------ Dataset excerpts

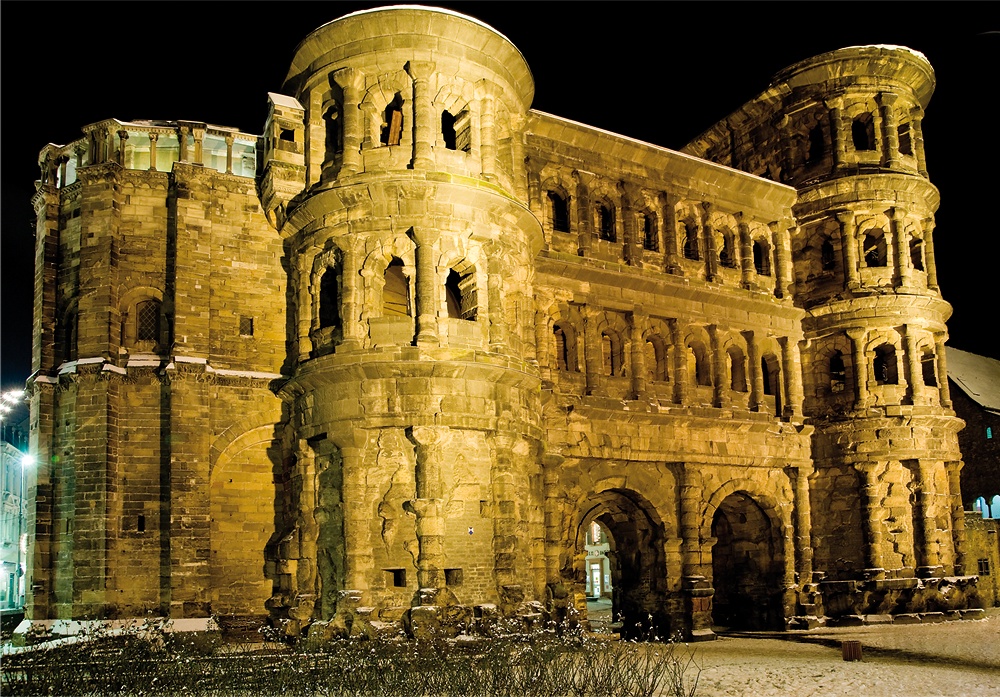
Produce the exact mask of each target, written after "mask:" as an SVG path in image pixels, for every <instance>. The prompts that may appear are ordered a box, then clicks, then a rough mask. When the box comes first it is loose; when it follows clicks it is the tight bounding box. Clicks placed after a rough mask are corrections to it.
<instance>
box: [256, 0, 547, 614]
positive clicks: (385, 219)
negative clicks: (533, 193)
mask: <svg viewBox="0 0 1000 697" xmlns="http://www.w3.org/2000/svg"><path fill="white" fill-rule="evenodd" d="M533 89H534V87H533V81H532V78H531V74H530V71H529V70H528V66H527V64H526V63H525V61H524V58H523V57H522V56H521V54H520V53H519V52H518V51H517V49H516V48H515V47H514V46H513V45H512V44H511V43H510V42H509V41H508V40H507V39H506V38H505V37H503V36H501V35H500V34H498V33H497V32H496V31H494V30H493V29H491V28H489V27H488V26H486V25H484V24H482V23H480V22H478V21H476V20H474V19H471V18H468V17H465V16H462V15H459V14H456V13H453V12H448V11H444V10H436V9H431V8H416V7H397V8H386V9H380V10H372V11H365V12H359V13H355V14H352V15H348V16H346V17H343V18H341V19H338V20H336V21H334V22H331V23H329V24H327V25H325V26H323V27H321V28H319V29H317V30H316V31H315V32H313V33H312V34H310V35H309V36H308V37H307V38H306V39H305V40H304V41H303V42H302V43H301V44H300V45H299V47H298V49H297V50H296V53H295V57H294V59H293V61H292V67H291V69H290V71H289V73H288V77H287V79H286V82H285V87H284V91H285V94H284V95H271V96H270V106H271V113H270V117H269V122H268V125H267V129H266V134H265V151H266V152H265V165H264V171H263V175H262V177H261V191H262V199H263V202H264V207H265V210H266V211H267V212H268V215H269V216H270V218H271V220H272V221H273V223H274V224H275V226H276V227H277V228H278V230H279V231H280V233H281V235H282V237H283V239H284V241H285V253H286V263H287V270H288V272H289V276H290V279H291V280H290V283H289V297H288V306H289V323H288V345H289V365H288V366H287V372H288V373H289V374H291V375H292V377H291V379H290V380H288V381H287V383H285V384H284V385H283V387H281V389H280V394H281V396H282V397H283V398H284V399H285V401H286V405H287V409H288V412H289V427H288V429H287V432H286V446H287V452H288V456H287V458H286V471H285V472H284V476H285V477H286V478H287V481H288V482H289V484H288V486H287V491H286V495H285V500H284V502H283V505H282V511H281V513H280V514H279V517H280V518H282V520H281V522H280V524H279V531H278V533H277V534H276V537H275V540H274V542H273V544H272V549H271V557H272V561H273V568H274V576H275V588H276V592H275V596H274V597H273V598H272V599H271V601H270V607H271V611H272V614H273V615H275V616H276V617H279V618H287V619H289V620H291V623H290V624H289V625H288V626H289V628H290V631H299V630H301V629H302V628H303V627H304V626H305V625H307V624H309V623H310V622H311V621H313V620H334V621H335V622H337V623H344V624H345V625H347V626H349V625H350V624H351V623H353V622H355V621H359V620H357V617H359V615H358V613H356V612H354V609H355V608H356V607H359V606H363V607H369V608H375V610H374V611H373V612H374V615H366V616H367V617H368V618H370V619H372V620H381V621H398V620H400V619H402V620H403V621H404V622H409V623H410V625H411V628H412V630H413V631H414V632H416V633H419V631H420V629H421V627H420V625H421V623H423V624H424V625H426V624H427V623H429V622H430V623H432V624H433V623H434V622H436V621H437V620H435V619H433V618H434V617H439V616H440V614H439V613H438V611H429V610H428V611H424V610H419V609H417V608H425V607H426V606H438V607H441V606H447V607H451V608H454V609H453V610H452V611H450V616H453V617H457V618H463V617H468V616H470V615H471V613H472V609H473V606H477V605H497V606H499V607H500V608H501V610H503V611H507V612H516V611H517V609H518V607H519V605H521V604H522V603H524V602H526V601H530V600H532V599H534V598H536V597H539V596H540V594H541V593H542V591H543V589H544V580H545V579H544V562H543V560H542V558H541V557H542V555H541V552H540V548H541V544H542V538H543V530H542V520H541V508H540V505H541V504H540V501H541V491H540V487H541V479H540V475H539V472H538V469H537V467H538V466H537V462H538V450H539V443H540V434H541V430H540V424H539V419H540V413H541V409H540V406H539V385H540V380H539V376H538V371H537V368H536V367H535V365H534V363H533V359H534V349H533V345H532V335H531V334H530V332H531V331H532V329H531V328H532V327H533V323H532V309H531V308H532V304H531V299H532V259H533V257H534V255H535V253H536V252H537V250H538V249H539V247H540V244H541V229H540V226H539V223H538V222H537V220H536V219H535V218H534V217H533V216H532V215H531V214H530V213H529V211H528V210H527V208H526V207H525V205H524V204H523V203H521V200H523V199H524V198H525V196H524V172H523V155H521V154H520V151H519V137H520V136H519V132H518V128H519V126H520V122H521V120H522V119H523V116H524V114H525V112H526V111H527V109H528V106H529V104H530V101H531V98H532V94H533ZM519 194H520V195H519ZM411 608H413V609H411ZM436 613H437V614H436ZM344 628H346V627H344Z"/></svg>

------------

== Problem to solve ==
Reproduce the full listing above verbatim, with no pictures included.

== Reply ==
Produce the exact mask of each target, written after "mask:" as an SVG path in image pixels, for every <instance>. The prompts that may appear are ordered a box, then clicks, then a rough mask. When the box comes first it is loose; when it follows clicks it is the tight bounding box. Clicks placed after a rough mask are corrections to it.
<instance>
box: [256, 0, 547, 614]
positive clicks: (385, 219)
negative clicks: (533, 193)
mask: <svg viewBox="0 0 1000 697" xmlns="http://www.w3.org/2000/svg"><path fill="white" fill-rule="evenodd" d="M533 89H534V87H533V81H532V78H531V74H530V71H529V70H528V66H527V64H526V63H525V61H524V58H523V57H522V56H521V54H520V53H519V52H518V51H517V49H516V48H515V47H514V46H513V45H512V44H511V43H510V42H509V41H508V40H507V39H506V38H505V37H503V36H501V35H500V34H498V33H497V32H496V31H494V30H493V29H491V28H489V27H488V26H486V25H484V24H482V23H480V22H478V21H476V20H474V19H471V18H468V17H465V16H462V15H459V14H456V13H453V12H448V11H444V10H436V9H431V8H416V7H397V8H386V9H380V10H372V11H365V12H359V13H355V14H352V15H348V16H346V17H343V18H341V19H338V20H336V21H334V22H331V23H329V24H327V25H325V26H323V27H321V28H319V29H317V30H316V31H315V32H313V33H312V34H310V35H309V36H308V37H307V38H306V39H305V40H304V41H303V42H302V43H301V44H300V45H299V47H298V49H297V50H296V53H295V57H294V59H293V61H292V67H291V69H290V71H289V73H288V77H287V79H286V82H285V87H284V91H285V94H284V95H271V96H270V106H271V113H270V117H269V122H268V125H267V129H266V134H265V151H266V152H265V165H264V171H263V175H262V177H261V191H262V199H263V202H264V207H265V210H266V211H267V212H268V215H269V216H270V218H271V220H272V221H273V223H274V224H275V226H276V227H277V228H278V230H279V231H280V233H281V235H282V237H283V239H284V241H285V253H286V263H287V270H288V272H289V276H290V279H291V280H290V283H289V297H288V306H289V323H288V345H289V365H288V366H287V372H288V373H289V374H291V375H292V377H291V379H290V380H288V381H287V383H285V384H284V385H283V387H281V389H280V394H281V396H282V397H283V398H284V399H285V401H286V405H287V409H288V412H289V427H288V429H287V432H286V446H287V452H288V456H287V458H286V471H285V472H284V476H285V477H286V478H287V481H288V482H289V484H288V486H287V491H286V495H285V500H284V502H283V505H282V511H281V513H280V514H279V517H280V518H282V520H281V522H280V524H279V531H278V533H277V534H276V537H275V540H274V542H273V544H272V549H271V557H272V561H273V568H274V576H275V588H276V592H275V596H274V597H273V598H272V599H271V601H270V607H271V611H272V614H273V615H275V616H276V617H279V618H287V619H289V620H291V623H290V624H289V625H288V626H289V628H290V631H299V630H301V629H302V628H303V627H304V626H305V625H307V624H309V623H310V622H311V621H313V620H334V621H335V622H337V623H344V624H345V625H347V626H349V625H350V624H351V623H353V622H355V621H359V620H357V617H359V615H358V613H356V612H354V609H355V608H356V607H359V606H363V607H369V608H375V610H374V611H373V612H374V615H366V616H367V617H368V618H370V619H372V620H381V621H398V620H400V619H402V620H403V621H404V622H409V623H410V625H411V628H412V630H413V631H414V632H416V633H419V631H420V629H421V627H420V625H421V623H423V624H424V625H426V624H427V623H429V622H430V623H432V624H433V623H434V622H436V621H437V620H435V619H433V618H434V617H439V616H440V614H439V613H438V611H429V610H428V611H424V610H419V609H417V608H425V607H426V606H438V607H441V606H447V607H451V608H454V609H453V610H452V611H450V616H453V617H457V618H463V617H468V616H470V615H471V613H472V609H473V606H477V605H497V606H499V607H500V608H501V610H503V611H507V612H516V611H517V609H518V607H519V605H521V604H522V603H524V602H526V601H530V600H532V599H534V598H536V597H539V596H540V594H541V593H542V591H543V589H544V580H545V579H544V562H543V560H542V558H541V557H542V555H541V552H540V548H541V544H542V538H543V530H542V520H541V508H540V505H541V504H540V501H541V491H540V487H541V479H540V475H539V472H538V469H537V467H538V466H537V462H538V450H539V443H540V434H541V430H540V424H539V419H540V413H541V409H540V406H539V385H540V380H539V376H538V371H537V368H536V367H535V365H534V363H533V359H534V349H533V345H532V335H531V334H530V332H531V331H532V329H531V328H532V327H533V323H532V309H531V308H532V304H531V299H532V259H533V257H534V255H535V253H536V252H537V250H538V249H539V247H540V244H541V229H540V226H539V223H538V222H537V220H536V219H535V218H534V217H533V216H532V215H531V214H530V213H529V211H528V210H527V208H526V207H525V205H524V204H523V203H521V200H523V199H524V198H525V196H524V172H523V155H521V154H520V151H519V137H520V136H519V132H518V128H519V126H520V122H521V120H522V119H523V116H524V114H525V112H526V111H527V109H528V106H529V104H530V101H531V98H532V94H533ZM519 194H520V195H519ZM411 608H413V609H411ZM436 613H437V614H436ZM344 628H346V627H344Z"/></svg>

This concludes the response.